Work required: Your response needs to be the data below, retyped exactly.

Excerpted records:

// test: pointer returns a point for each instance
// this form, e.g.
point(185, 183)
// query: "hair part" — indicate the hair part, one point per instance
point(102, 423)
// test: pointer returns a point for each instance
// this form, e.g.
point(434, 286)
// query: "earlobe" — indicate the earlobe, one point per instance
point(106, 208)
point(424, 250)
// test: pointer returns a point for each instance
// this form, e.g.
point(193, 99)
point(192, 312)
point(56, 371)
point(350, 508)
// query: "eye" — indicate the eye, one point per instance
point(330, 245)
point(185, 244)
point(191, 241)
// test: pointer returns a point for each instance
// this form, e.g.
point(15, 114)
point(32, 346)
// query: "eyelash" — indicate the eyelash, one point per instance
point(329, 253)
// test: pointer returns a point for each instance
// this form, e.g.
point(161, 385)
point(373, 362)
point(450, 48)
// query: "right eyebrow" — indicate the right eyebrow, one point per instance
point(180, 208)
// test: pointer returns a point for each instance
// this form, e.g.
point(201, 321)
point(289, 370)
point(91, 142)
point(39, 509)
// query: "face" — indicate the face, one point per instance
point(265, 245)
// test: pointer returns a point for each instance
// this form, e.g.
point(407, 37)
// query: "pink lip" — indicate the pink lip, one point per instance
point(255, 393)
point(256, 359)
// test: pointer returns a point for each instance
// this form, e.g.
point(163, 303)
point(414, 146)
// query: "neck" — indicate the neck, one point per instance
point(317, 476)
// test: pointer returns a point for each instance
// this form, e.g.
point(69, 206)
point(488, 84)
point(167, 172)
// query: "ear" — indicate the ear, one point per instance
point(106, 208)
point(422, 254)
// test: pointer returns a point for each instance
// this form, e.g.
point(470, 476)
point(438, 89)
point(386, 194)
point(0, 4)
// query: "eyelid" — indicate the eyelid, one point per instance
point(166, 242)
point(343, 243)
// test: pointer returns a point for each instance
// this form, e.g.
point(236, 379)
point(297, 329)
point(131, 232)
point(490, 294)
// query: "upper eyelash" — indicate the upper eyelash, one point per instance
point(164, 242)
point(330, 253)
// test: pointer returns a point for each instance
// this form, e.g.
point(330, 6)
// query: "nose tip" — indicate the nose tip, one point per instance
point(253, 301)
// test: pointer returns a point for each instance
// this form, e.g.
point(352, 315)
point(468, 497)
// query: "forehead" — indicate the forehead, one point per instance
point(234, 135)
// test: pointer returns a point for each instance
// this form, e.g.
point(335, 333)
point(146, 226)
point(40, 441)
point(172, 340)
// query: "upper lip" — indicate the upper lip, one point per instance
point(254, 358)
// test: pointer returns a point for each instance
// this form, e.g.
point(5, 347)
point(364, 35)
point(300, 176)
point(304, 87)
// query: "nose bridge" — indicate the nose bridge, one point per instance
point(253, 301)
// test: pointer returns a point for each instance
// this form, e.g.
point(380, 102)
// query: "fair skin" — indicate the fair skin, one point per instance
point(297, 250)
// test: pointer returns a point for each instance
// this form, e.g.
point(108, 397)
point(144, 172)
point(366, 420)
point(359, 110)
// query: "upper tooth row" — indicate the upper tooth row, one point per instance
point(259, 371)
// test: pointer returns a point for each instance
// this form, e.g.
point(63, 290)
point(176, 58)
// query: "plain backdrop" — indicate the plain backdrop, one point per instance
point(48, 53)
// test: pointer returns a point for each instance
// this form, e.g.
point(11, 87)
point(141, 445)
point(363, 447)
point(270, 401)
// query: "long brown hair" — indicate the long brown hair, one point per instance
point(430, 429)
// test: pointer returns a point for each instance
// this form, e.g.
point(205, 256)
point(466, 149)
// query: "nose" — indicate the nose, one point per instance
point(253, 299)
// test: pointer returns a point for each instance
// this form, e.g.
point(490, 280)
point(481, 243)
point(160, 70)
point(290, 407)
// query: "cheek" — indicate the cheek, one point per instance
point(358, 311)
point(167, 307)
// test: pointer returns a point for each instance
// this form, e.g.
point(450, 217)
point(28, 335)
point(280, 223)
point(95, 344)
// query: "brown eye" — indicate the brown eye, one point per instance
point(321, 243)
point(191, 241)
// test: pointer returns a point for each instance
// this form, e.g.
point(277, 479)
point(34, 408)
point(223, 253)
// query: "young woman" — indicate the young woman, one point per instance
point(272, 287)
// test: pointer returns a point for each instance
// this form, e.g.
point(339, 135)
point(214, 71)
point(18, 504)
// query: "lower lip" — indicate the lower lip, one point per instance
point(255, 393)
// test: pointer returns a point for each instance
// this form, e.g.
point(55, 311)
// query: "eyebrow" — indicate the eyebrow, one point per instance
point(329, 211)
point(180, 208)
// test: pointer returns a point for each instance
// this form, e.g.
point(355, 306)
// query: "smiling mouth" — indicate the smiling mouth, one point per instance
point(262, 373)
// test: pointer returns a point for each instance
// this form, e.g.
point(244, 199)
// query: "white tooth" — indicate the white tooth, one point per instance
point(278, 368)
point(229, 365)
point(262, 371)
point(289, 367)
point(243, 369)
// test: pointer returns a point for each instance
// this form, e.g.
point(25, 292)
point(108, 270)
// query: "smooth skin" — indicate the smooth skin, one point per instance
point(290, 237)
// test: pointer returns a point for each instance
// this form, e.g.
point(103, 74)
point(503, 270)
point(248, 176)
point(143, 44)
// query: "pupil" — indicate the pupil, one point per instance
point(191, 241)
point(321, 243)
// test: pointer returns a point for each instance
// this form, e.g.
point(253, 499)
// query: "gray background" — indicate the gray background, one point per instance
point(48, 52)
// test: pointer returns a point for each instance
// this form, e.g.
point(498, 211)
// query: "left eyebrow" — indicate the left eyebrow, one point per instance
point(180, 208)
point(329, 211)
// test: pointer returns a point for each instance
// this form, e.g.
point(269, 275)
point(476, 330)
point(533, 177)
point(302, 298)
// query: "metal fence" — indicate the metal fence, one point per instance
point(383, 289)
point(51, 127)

Result of this task:
// test: pointer returns a point for each instance
// this form, e.g.
point(185, 183)
// query: "hair part" — indicate the hair part, one point per instance
point(102, 423)
// test: pointer returns a point for each instance
// this form, e.g.
point(434, 286)
// query: "earlobe" — indicate the earlobe, one point per instance
point(106, 208)
point(424, 250)
// test: pointer returns a point for each instance
// this form, e.g.
point(193, 99)
point(192, 312)
point(56, 371)
point(350, 508)
// query: "eye" — indicate the eye, one point per instance
point(330, 245)
point(185, 244)
point(191, 241)
// test: pointer returns a point for each instance
// this form, e.g.
point(15, 114)
point(32, 346)
// query: "eyelash" — indicate the eyelash, one point per instance
point(329, 253)
// test: pointer returns a point for each instance
// this form, e.g.
point(161, 385)
point(373, 362)
point(450, 48)
// query: "right eyebrow" — indicate the right eyebrow, one point per instance
point(180, 208)
// test: pointer returns a point for each instance
// this form, e.g.
point(201, 321)
point(289, 370)
point(91, 142)
point(39, 509)
// query: "face" — indicate the face, one point per instance
point(265, 245)
// test: pointer returns a point for each instance
// this form, e.g.
point(407, 37)
// query: "pink lip" — indicate the pink lip, one point per instance
point(255, 393)
point(256, 359)
// test: pointer returns a point for each instance
// this form, e.g.
point(163, 303)
point(414, 146)
// query: "neck" — indicate the neck, one point per instance
point(317, 476)
// test: pointer returns a point for each instance
// this form, e.g.
point(69, 206)
point(488, 84)
point(167, 172)
// query: "ear" — indicate the ear, one point per instance
point(106, 208)
point(422, 254)
// test: pointer returns a point for each instance
// this form, e.g.
point(470, 476)
point(438, 89)
point(386, 194)
point(0, 4)
// query: "eyelid" — indicate the eyelid, one point per instance
point(166, 242)
point(343, 243)
// test: pointer returns a point for each instance
// this form, e.g.
point(236, 379)
point(297, 329)
point(131, 232)
point(490, 294)
// query: "upper eyelash" — indicate the upper eyelash, one point per instance
point(164, 242)
point(330, 253)
// test: pointer returns a point for each instance
// this form, e.g.
point(330, 6)
// query: "nose tip" — indicate the nose tip, one point per instance
point(253, 301)
// test: pointer returns a point for each instance
// this form, e.g.
point(352, 315)
point(468, 497)
// query: "forehead" — indicate the forehead, one point per instance
point(234, 135)
// test: pointer returns a point for each instance
// this form, e.g.
point(335, 333)
point(146, 226)
point(40, 441)
point(172, 340)
// query: "upper lip" — indicate the upper lip, one point per instance
point(254, 358)
// test: pointer returns a point for each instance
// this form, e.g.
point(5, 347)
point(364, 35)
point(300, 176)
point(304, 87)
// query: "nose bridge" — indicate the nose bridge, one point per instance
point(253, 301)
// test: pointer returns a point for each instance
// this form, e.g.
point(380, 102)
// query: "fair skin" — indicate the fair skin, one point per instance
point(297, 250)
// test: pointer returns a point for each instance
// this form, e.g.
point(108, 397)
point(144, 172)
point(366, 420)
point(359, 110)
// query: "upper tooth row" — indicate the upper tooth row, one point per instance
point(259, 371)
// test: pointer returns a point for each instance
// this form, e.g.
point(63, 290)
point(176, 58)
// query: "plain backdrop" — indicate the plain backdrop, one point per instance
point(48, 53)
// test: pointer returns a point for each instance
// this form, e.g.
point(11, 87)
point(141, 445)
point(363, 447)
point(270, 401)
// query: "long brown hair" — indicate the long brown hair, one point per instance
point(430, 429)
// test: pointer returns a point for each instance
// this form, e.g.
point(205, 256)
point(466, 149)
// query: "nose" — indicate the nose, one point per instance
point(253, 299)
// test: pointer returns a point for each instance
// this form, e.g.
point(490, 280)
point(481, 243)
point(160, 70)
point(290, 407)
// query: "cheek" — indicate the cheek, one point per instance
point(358, 311)
point(167, 307)
// test: pointer returns a point for each instance
// this form, e.g.
point(450, 217)
point(28, 335)
point(280, 223)
point(95, 344)
// query: "brown eye" — indicate the brown eye, one point per instance
point(321, 243)
point(191, 241)
// test: pointer returns a point for each instance
// this form, e.g.
point(277, 479)
point(34, 408)
point(223, 253)
// query: "young woman" — indicate the young woman, one point per instance
point(272, 287)
// test: pointer returns a point for each instance
// this form, e.g.
point(339, 135)
point(214, 71)
point(18, 504)
// query: "lower lip" — indicate the lower lip, one point per instance
point(255, 393)
// test: pointer returns a point for each instance
// this form, e.g.
point(55, 311)
// query: "eyebrow" — indicate the eyebrow, one point per instance
point(329, 211)
point(180, 208)
// test: pointer returns a point for each instance
// this form, e.g.
point(355, 306)
// query: "smiling mouth" — indicate the smiling mouth, one point per instance
point(262, 373)
// test: pointer returns a point for each instance
// this form, e.g.
point(244, 199)
// query: "white tooth" — indicate the white tooth, one point per instance
point(278, 368)
point(229, 365)
point(262, 371)
point(289, 367)
point(243, 369)
// test: pointer returns a point for each instance
// this form, e.g.
point(25, 292)
point(108, 270)
// query: "smooth skin" — indicate the smooth skin, one point per instance
point(290, 237)
// test: pointer returns a point for each instance
// this form, e.g.
point(103, 74)
point(503, 270)
point(248, 176)
point(143, 44)
// query: "pupil" — indicate the pupil, one point per instance
point(191, 241)
point(321, 243)
// test: pointer returns a point for each instance
// this form, e.g.
point(253, 499)
// query: "gray background" — indicate the gray background, one point per instance
point(48, 52)
// test: pointer returns a point for each instance
// this form, e.g.
point(498, 211)
// query: "left eyebrow" — indicate the left eyebrow, one point per instance
point(180, 208)
point(329, 211)
// test: pointer returns a point for each instance
// this form, e.g.
point(269, 275)
point(476, 330)
point(533, 177)
point(302, 298)
// query: "metal fence" — indicate the metal fence, one point per instance
point(383, 289)
point(51, 127)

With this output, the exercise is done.